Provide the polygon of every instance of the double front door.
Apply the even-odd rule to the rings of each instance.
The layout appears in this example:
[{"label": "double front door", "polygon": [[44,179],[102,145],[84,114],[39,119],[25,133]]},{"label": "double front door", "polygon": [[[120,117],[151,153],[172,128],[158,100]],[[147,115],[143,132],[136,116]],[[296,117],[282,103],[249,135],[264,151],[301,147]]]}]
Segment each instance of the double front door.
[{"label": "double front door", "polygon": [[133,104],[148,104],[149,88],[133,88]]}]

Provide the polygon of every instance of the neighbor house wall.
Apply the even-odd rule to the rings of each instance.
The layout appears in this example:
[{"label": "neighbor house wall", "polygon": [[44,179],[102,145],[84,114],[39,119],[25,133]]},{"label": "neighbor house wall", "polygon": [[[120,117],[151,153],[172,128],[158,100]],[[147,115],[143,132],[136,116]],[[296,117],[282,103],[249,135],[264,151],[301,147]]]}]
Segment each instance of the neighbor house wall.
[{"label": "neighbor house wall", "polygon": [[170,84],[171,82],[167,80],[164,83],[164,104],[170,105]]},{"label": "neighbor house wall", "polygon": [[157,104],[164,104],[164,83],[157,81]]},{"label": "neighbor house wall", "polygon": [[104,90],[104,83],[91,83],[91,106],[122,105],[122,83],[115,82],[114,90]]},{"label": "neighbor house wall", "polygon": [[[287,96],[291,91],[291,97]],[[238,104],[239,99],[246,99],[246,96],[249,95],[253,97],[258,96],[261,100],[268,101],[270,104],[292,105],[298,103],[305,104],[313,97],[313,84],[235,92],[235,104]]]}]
• • • •
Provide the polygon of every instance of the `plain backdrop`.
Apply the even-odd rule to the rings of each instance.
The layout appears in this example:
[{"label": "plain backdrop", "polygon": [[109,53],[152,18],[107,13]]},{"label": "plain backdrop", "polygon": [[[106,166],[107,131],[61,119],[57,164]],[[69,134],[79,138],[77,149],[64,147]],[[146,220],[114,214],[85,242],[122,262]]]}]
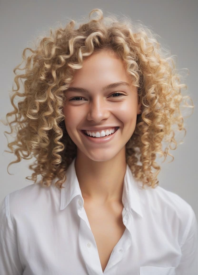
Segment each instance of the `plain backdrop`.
• • • •
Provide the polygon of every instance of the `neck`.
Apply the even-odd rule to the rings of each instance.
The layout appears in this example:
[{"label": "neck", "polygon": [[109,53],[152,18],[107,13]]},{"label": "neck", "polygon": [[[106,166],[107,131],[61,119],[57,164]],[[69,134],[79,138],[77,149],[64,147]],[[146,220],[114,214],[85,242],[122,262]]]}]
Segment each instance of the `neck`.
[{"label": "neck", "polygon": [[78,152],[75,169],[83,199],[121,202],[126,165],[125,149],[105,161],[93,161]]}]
• • • •
-- PROMPT --
Put the stretch of record lines from the one containing "Provide the polygon of every instance of the double" through the one containing "Segment each instance of the double" into a Markdown table with the columns Row and Record line, numbering each row and leaving out any blank lines.

-- RESPONSE TO THE EXERCISE --
| Row | Record line |
|---|---|
| 1 | Provide the polygon of every instance of the double front door. |
| 2 | Apply the even-odd rule to the rings of each instance. |
| 3 | The layout appears in this example: |
| 4 | [{"label": "double front door", "polygon": [[44,179],[102,145],[84,114],[39,119],[25,133]]},{"label": "double front door", "polygon": [[[120,117],[151,153],[172,128],[158,100]],[[147,115],[143,132],[136,116]],[[296,117],[282,103],[249,135],[264,151],[301,147]]]}] |
| 5 | Segment each instance of the double front door. |